((

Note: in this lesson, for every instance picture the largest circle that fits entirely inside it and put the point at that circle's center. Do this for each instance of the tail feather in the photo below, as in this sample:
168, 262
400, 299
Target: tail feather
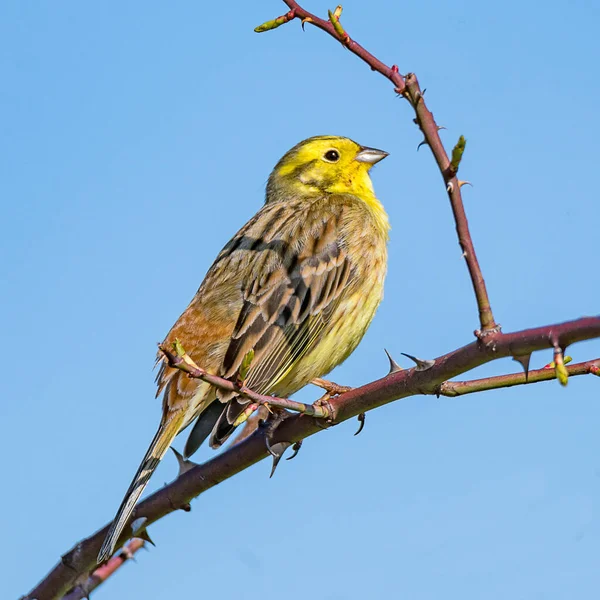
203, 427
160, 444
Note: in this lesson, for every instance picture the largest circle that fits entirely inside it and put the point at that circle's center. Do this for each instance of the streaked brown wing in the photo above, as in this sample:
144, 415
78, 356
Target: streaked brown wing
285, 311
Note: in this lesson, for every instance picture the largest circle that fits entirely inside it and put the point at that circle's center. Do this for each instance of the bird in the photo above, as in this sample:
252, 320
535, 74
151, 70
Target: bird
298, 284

))
((

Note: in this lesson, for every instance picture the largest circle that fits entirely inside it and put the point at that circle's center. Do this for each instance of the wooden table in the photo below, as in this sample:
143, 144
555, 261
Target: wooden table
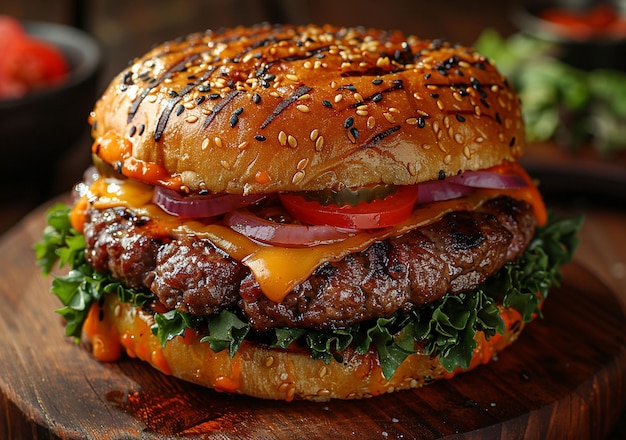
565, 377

))

**WHAT THE TASK REQUIRES:** Which lines of the records contain the word "center"? Copy each of them.

**THE ANSWER:**
Note: in this lesson, for every instance picture the largest circle that fits entirely inside it and put the point at that circle's center. Do this for each instance of the tail feather in the photo below, as in this sample:
Note: in this lesson, for every instance picture the largest circle that fits entirely inside it and put the point at that circle's center. Do this for each instance of the streaked brown wing in the photo above, as in this sample:
Note: in this lesson, for every instance picture the largest circle that fits entirely inside it and put the point at that circle's center. Do this for each instance of the bird in the photo above, as in this sample:
Note: in this lesson, for every instance picture the largest circle that fits entirely inside it and put the point at that circle's center. Do this for each instance of the wooden table in the photo below, as in this sample:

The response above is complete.